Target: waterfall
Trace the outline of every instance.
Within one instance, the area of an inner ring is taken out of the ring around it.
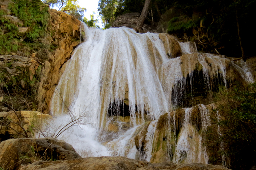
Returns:
[[[209,124],[207,108],[177,109],[196,105],[181,99],[196,83],[210,92],[220,83],[229,85],[230,71],[245,80],[248,71],[224,56],[198,53],[195,43],[167,34],[83,27],[86,40],[68,61],[50,108],[52,124],[64,124],[71,113],[84,116],[86,125],[60,138],[84,157],[207,163],[201,134]]]

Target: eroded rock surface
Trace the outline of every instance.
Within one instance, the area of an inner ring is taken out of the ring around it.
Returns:
[[[40,161],[21,167],[20,170],[227,170],[218,165],[202,164],[175,164],[171,162],[151,164],[122,157],[90,157],[75,160]]]
[[[10,139],[0,144],[0,167],[3,169],[17,170],[39,160],[80,158],[70,144],[55,138]]]
[[[44,121],[51,118],[50,115],[34,111],[0,112],[0,142],[26,137],[24,130],[29,137],[32,137],[32,126],[41,126]]]

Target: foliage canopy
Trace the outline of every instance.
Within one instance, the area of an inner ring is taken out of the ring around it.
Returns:
[[[85,8],[81,8],[78,5],[78,0],[43,0],[44,3],[49,5],[50,7],[59,8],[59,11],[65,12],[73,16],[80,21],[82,21]]]
[[[209,163],[232,169],[248,169],[256,156],[256,83],[233,90],[220,88],[217,108],[211,113],[205,144]]]

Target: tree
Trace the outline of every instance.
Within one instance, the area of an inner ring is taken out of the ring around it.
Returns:
[[[136,25],[136,28],[138,30],[141,30],[142,28],[144,22],[146,19],[146,17],[148,15],[148,8],[149,7],[149,4],[150,4],[150,0],[146,0],[145,3],[143,7],[142,12],[137,22],[137,25]]]
[[[204,144],[209,163],[225,159],[233,170],[249,170],[256,157],[256,84],[220,88]],[[228,162],[229,162],[229,164]]]
[[[109,28],[115,20],[116,8],[122,2],[122,0],[100,0],[99,2],[98,10],[105,28]]]
[[[95,14],[95,12],[93,12],[93,14]],[[84,18],[83,21],[89,27],[96,27],[99,28],[99,26],[96,24],[99,23],[99,20],[97,19],[94,20],[94,15],[93,14],[90,15],[90,20],[88,20],[85,17]]]
[[[83,20],[85,8],[81,7],[78,3],[78,0],[43,0],[44,3],[49,5],[50,7],[58,7],[58,10],[64,12],[80,21]]]

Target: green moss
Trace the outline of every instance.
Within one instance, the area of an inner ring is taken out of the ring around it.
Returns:
[[[196,27],[200,23],[201,18],[192,20],[186,16],[175,17],[168,23],[169,32],[182,31],[186,31],[189,29]]]
[[[23,24],[14,23],[4,16],[7,14],[5,11],[0,10],[0,54],[8,54],[17,50],[22,51],[24,47],[28,46],[31,47],[30,52],[37,51],[38,48],[33,45],[47,34],[49,8],[38,0],[13,1],[15,3],[10,3],[9,6],[11,15],[17,17]],[[29,29],[25,33],[19,32],[19,26]]]

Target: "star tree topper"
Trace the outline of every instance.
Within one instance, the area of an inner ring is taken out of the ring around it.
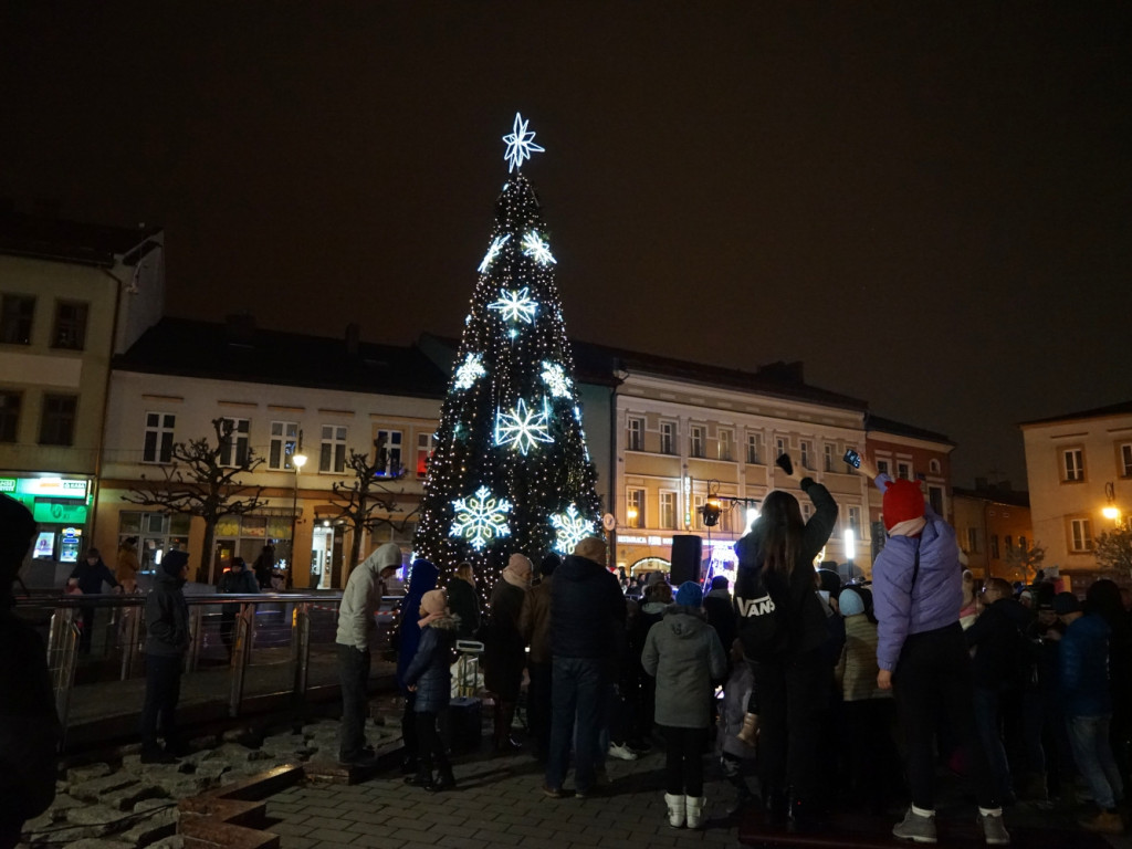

============

◆ **Given exercise**:
Please find every line in the records above that contains the string "Target" and copy each one.

◆ **Complete response**:
Target: waterfall
Target: eroded rock surface
Target: foliage canopy
Target: tree
Target: green moss
Target: "star tree topper"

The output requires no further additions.